Dataset:
-- START --
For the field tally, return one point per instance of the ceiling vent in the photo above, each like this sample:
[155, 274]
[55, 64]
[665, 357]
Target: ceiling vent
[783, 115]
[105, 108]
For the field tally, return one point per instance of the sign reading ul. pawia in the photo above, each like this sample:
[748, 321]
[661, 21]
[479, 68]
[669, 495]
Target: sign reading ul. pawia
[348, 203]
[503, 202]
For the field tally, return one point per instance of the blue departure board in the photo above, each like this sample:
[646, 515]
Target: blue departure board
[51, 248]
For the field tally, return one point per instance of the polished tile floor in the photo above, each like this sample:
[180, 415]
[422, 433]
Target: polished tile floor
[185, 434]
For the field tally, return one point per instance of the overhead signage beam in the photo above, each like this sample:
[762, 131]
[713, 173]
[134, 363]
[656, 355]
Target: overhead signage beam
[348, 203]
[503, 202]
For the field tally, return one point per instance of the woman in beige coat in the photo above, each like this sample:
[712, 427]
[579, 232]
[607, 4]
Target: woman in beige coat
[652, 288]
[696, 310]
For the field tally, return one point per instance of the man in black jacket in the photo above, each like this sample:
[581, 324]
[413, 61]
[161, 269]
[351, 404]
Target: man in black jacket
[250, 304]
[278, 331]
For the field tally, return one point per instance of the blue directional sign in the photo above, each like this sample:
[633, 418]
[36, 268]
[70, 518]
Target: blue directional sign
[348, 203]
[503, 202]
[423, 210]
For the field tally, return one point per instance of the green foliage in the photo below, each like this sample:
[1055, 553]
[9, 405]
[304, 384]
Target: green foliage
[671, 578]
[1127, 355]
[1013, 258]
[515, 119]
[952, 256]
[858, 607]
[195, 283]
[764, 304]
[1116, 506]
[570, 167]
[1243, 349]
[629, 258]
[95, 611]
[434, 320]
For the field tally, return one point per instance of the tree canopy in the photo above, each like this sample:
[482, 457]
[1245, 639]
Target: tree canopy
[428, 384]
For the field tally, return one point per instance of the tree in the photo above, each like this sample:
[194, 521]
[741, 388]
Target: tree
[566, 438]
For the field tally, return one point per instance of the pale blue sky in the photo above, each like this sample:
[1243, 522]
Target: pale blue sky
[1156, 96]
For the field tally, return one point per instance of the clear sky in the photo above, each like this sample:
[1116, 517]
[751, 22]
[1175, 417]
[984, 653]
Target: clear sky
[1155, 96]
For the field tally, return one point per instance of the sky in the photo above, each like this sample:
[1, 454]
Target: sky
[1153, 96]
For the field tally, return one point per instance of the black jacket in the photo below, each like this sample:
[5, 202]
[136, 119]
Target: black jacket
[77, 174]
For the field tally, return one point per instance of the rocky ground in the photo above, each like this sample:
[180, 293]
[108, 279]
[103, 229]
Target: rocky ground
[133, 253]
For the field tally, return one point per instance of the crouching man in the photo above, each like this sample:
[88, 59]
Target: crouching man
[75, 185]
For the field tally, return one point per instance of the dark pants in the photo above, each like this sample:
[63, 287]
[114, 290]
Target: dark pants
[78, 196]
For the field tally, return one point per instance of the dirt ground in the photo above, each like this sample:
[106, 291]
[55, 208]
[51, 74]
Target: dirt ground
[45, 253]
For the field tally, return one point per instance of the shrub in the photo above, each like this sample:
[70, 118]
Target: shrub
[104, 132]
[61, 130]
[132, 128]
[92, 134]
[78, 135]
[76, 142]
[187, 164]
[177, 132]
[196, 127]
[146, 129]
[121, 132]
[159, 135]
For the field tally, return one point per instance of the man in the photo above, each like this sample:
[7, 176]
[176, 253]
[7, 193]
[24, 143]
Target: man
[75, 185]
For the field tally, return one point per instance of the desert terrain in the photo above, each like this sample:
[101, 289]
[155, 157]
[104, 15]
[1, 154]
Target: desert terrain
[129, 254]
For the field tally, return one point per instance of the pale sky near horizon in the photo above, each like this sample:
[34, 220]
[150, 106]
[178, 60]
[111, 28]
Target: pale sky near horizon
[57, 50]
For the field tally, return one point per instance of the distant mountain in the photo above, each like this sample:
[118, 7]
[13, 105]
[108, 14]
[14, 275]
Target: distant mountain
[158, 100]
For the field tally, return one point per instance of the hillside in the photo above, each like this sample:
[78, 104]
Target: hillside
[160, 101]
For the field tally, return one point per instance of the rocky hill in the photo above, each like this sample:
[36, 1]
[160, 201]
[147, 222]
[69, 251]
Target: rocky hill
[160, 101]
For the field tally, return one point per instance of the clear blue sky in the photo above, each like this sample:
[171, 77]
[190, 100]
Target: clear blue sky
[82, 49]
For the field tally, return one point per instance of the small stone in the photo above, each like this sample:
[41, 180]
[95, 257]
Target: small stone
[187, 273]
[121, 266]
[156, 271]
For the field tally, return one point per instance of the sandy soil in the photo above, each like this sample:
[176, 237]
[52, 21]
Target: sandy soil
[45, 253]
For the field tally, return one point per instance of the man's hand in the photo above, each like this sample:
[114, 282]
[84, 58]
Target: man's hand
-- END --
Problem: From the line with "the pale sky" to the last line of the material, give every line again exactly, and only those lines.

Task output:
For the field tally, return one point per instance of the pale sky near horizon in the photo above, each like this sample:
[34, 220]
[150, 106]
[178, 60]
[111, 28]
Target: pale sky near horizon
[57, 50]
For the field tally, return one point per instance of the distant mountain in the photo above, each like this sample:
[118, 7]
[13, 105]
[108, 14]
[14, 275]
Target: distant mountain
[158, 100]
For the field tally, return one point per instance of the hillside in the photo above, each like this sample:
[78, 104]
Target: hillside
[160, 101]
For the field tally, return one point per instance of the rocky hill in the photo above, each like this sample:
[36, 1]
[160, 201]
[147, 222]
[69, 251]
Target: rocky hill
[160, 101]
For the field tally, return one point per instance of the clear blue sky in the photo above, each like this sample:
[171, 77]
[190, 100]
Target: clear blue sky
[82, 49]
For the field tally, return one point per instance of the small stone in the photo above, each like this sample:
[41, 180]
[95, 257]
Target: small stone
[187, 273]
[121, 266]
[156, 271]
For the field tally, return one point per instance of the sandy soil in the photo above, each like this sample:
[176, 237]
[52, 21]
Target: sandy soil
[45, 253]
For the field tally, return one point per instance of the man's hand in the photo above, each like this sample:
[114, 282]
[84, 58]
Target: man's hand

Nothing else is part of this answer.